DESCRIPTION OF THE TASK: Below, find the line that contains "A point falls on each instance of the green and" and the later line that contains "A point falls on each instance of the light". Copy out word for word every row from the first of these lines through the second, including both, and nothing else.

··· RECORDS FOR THIS TASK ···

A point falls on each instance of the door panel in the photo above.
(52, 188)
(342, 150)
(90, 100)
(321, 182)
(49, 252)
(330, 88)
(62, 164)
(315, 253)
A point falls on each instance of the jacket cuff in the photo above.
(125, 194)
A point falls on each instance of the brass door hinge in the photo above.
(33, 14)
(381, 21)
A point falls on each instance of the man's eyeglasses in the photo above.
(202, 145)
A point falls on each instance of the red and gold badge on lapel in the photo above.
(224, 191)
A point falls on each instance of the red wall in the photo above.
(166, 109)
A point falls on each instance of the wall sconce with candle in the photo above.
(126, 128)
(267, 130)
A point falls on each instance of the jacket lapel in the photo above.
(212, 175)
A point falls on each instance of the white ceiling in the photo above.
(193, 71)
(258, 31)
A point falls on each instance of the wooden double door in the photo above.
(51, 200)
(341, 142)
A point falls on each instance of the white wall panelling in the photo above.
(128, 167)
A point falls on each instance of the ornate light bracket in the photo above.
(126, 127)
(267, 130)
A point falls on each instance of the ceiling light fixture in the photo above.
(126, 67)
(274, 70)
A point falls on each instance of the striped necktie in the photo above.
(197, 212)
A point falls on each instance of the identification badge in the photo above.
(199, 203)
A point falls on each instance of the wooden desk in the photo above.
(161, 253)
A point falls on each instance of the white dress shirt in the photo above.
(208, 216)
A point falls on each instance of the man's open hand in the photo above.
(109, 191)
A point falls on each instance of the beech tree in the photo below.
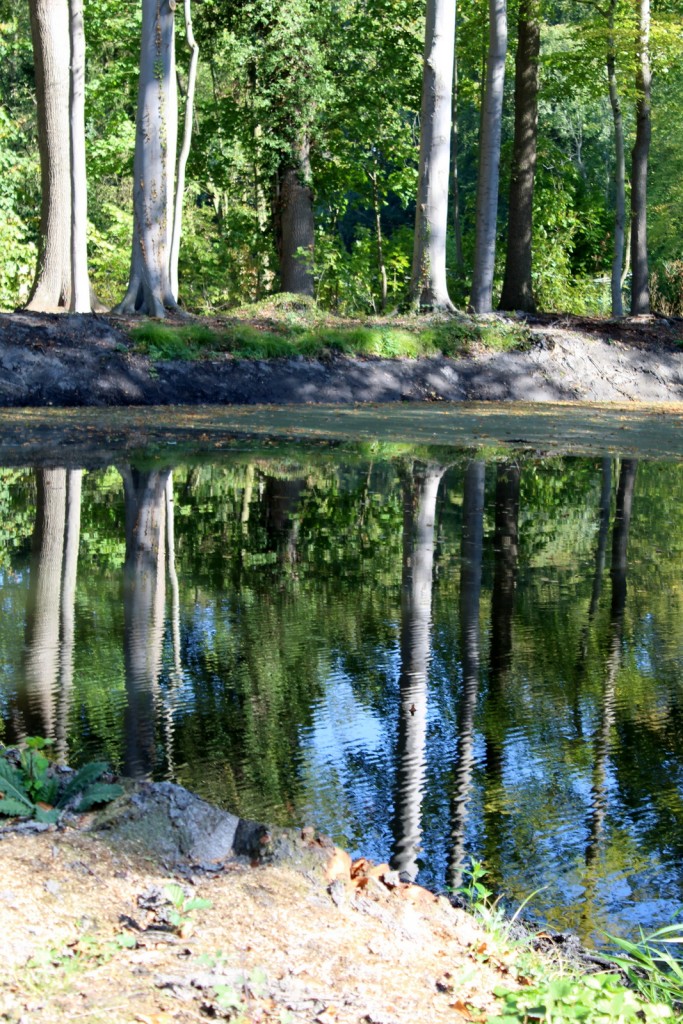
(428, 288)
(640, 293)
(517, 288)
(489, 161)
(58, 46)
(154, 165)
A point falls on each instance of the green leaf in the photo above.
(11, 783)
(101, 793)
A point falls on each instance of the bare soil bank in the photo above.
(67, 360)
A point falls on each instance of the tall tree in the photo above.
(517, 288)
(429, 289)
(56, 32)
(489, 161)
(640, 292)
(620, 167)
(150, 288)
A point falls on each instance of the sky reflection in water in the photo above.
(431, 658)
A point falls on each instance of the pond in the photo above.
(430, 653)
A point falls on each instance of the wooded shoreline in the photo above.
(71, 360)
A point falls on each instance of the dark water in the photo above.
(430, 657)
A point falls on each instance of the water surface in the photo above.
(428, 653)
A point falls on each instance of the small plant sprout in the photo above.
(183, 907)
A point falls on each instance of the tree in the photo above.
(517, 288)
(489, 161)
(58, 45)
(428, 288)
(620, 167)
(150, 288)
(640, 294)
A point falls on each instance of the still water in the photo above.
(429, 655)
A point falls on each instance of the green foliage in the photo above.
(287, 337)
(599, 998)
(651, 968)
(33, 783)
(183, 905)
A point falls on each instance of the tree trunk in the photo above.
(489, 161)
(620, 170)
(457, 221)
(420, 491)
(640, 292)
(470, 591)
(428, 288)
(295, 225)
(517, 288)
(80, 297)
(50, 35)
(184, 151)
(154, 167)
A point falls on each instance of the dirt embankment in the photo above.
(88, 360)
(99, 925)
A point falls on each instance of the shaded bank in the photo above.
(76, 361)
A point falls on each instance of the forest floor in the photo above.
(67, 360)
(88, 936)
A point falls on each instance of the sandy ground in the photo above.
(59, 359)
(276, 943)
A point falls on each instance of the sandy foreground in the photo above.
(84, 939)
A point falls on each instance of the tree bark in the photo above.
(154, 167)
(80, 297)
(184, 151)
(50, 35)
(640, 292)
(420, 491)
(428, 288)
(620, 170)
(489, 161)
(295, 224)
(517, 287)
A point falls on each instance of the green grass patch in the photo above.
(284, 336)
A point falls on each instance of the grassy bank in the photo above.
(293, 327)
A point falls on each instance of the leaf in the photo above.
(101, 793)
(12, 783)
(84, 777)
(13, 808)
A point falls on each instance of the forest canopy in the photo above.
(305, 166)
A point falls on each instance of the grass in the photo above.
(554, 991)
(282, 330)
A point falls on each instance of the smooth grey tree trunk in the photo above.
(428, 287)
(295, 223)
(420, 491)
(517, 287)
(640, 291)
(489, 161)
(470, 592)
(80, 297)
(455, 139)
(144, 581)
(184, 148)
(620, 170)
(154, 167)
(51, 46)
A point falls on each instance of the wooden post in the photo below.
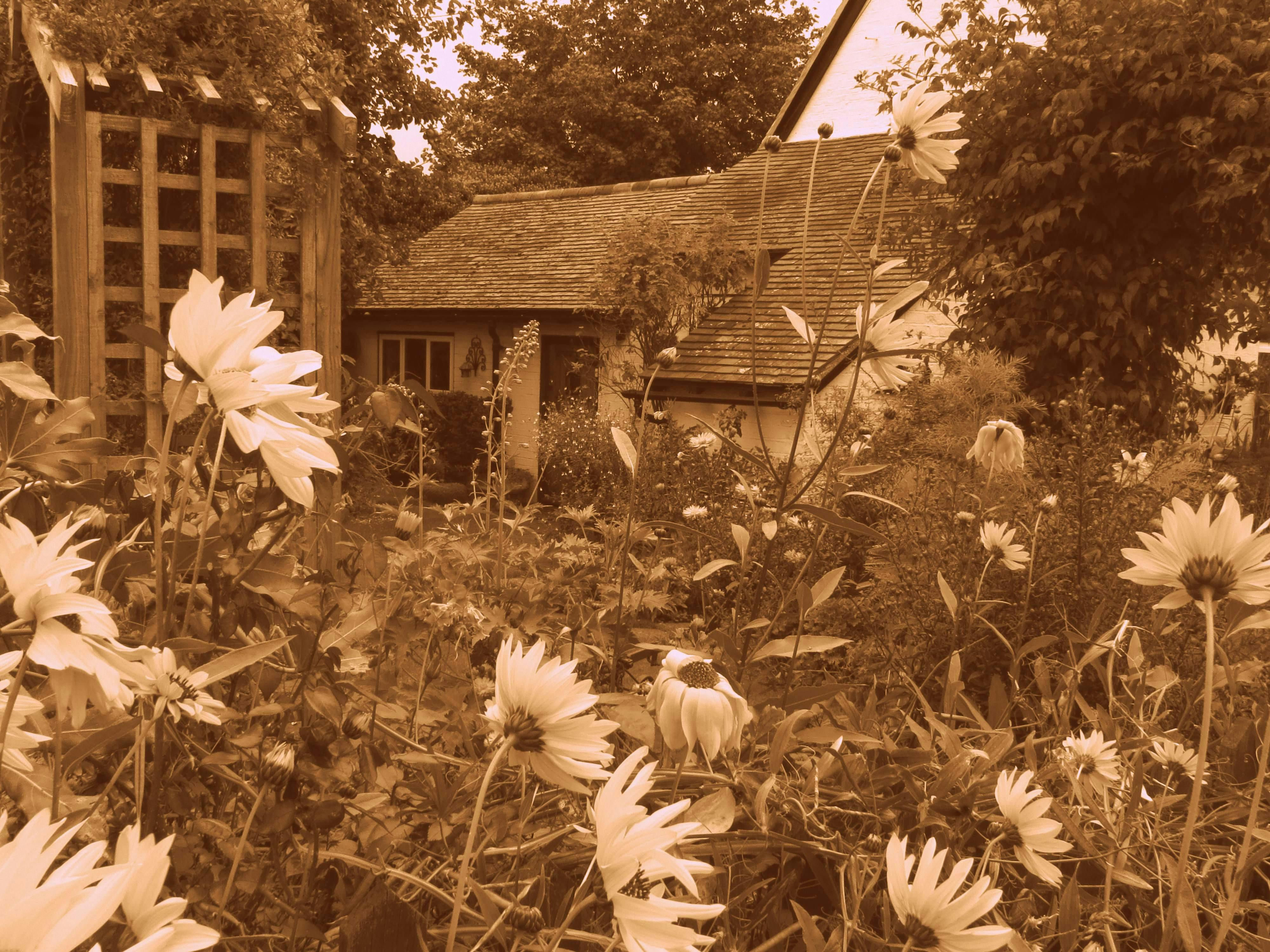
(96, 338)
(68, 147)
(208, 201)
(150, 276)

···
··· RECORDS FOR THIS TASK ···

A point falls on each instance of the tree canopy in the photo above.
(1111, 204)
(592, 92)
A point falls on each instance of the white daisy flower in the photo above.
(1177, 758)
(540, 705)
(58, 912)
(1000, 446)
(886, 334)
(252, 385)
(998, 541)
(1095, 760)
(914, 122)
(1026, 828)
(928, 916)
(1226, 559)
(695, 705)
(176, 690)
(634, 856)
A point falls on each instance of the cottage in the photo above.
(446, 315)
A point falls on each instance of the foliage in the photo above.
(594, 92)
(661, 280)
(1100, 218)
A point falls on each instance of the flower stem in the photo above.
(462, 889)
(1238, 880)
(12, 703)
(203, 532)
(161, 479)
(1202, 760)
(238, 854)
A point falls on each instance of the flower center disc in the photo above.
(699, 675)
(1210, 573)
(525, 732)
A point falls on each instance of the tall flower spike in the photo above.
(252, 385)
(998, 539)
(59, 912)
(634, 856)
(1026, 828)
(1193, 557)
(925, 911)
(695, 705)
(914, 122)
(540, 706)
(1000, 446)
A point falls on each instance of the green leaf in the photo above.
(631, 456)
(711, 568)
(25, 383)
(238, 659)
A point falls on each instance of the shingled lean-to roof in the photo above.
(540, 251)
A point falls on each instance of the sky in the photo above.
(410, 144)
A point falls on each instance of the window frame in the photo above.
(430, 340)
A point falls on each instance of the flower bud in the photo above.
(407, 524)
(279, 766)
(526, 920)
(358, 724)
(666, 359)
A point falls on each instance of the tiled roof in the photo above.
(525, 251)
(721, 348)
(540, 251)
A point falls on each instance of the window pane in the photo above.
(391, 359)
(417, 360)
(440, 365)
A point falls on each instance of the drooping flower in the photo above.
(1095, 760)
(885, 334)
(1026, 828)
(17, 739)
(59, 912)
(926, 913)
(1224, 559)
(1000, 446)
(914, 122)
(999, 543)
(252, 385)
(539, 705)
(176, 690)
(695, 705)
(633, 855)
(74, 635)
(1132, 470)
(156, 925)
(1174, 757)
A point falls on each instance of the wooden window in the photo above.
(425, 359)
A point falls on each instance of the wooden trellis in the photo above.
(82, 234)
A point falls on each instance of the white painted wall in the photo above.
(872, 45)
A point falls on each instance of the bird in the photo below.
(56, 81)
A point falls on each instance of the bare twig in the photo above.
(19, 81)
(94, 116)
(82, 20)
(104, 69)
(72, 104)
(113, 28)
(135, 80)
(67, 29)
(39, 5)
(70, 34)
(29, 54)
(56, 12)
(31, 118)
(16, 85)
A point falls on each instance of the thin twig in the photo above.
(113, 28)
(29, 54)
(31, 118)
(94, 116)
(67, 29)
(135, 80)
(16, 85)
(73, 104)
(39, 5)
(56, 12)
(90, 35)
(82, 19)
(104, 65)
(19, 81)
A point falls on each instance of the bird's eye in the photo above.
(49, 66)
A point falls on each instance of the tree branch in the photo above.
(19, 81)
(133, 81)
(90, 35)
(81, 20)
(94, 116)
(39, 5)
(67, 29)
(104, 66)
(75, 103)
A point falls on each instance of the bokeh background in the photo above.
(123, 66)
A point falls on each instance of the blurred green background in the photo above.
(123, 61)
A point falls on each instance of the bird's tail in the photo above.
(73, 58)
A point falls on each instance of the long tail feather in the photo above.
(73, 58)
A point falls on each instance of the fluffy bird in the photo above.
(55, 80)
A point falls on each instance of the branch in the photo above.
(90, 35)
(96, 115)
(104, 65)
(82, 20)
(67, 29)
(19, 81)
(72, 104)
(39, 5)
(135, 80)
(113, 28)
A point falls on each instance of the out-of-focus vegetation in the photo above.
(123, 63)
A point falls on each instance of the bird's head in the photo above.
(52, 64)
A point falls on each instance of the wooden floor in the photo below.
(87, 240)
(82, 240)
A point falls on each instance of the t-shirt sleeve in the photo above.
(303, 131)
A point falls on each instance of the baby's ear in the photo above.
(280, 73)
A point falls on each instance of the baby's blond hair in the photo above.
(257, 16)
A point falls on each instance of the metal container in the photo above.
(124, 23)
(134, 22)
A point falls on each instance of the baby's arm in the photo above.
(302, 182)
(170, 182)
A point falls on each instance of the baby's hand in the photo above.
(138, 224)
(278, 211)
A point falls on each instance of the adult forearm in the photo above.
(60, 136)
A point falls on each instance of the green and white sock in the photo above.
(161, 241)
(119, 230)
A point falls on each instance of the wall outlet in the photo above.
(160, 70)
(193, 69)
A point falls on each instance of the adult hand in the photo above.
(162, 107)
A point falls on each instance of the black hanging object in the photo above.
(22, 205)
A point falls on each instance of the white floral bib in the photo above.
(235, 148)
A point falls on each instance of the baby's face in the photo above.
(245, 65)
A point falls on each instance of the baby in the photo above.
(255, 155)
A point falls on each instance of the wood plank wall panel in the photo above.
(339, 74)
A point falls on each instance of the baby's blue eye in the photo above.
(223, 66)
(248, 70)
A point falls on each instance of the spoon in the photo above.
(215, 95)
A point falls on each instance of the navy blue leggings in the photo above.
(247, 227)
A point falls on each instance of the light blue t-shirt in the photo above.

···

EXERCISE SOLUTION:
A point falls on each instance of the green and white sock in the photo above.
(161, 241)
(119, 230)
A point falls on each instance of the wall outlet in the photo above.
(160, 70)
(193, 69)
A point falls on each instance of the adult hand in the photo above.
(162, 107)
A point falls on each instance of the black hanging object in the photo above.
(22, 205)
A point falls on each instance of the white floral bib in the photo above.
(235, 148)
A point falls on each instance of the baby's face in the photo above.
(245, 65)
A point falls on each instance of the baby in the photo above.
(255, 155)
A point falls on each instance of the wood plank wall panel in the photo above.
(339, 74)
A point falls on each instance of the baby's blue eye in the photo above.
(223, 66)
(248, 70)
A point falls on each instance of the spoon in the photo above.
(215, 95)
A point falls on each instance of the navy blue leggings in the photo above.
(247, 227)
A point falls on each instance of the light blue t-shirt in the photo above.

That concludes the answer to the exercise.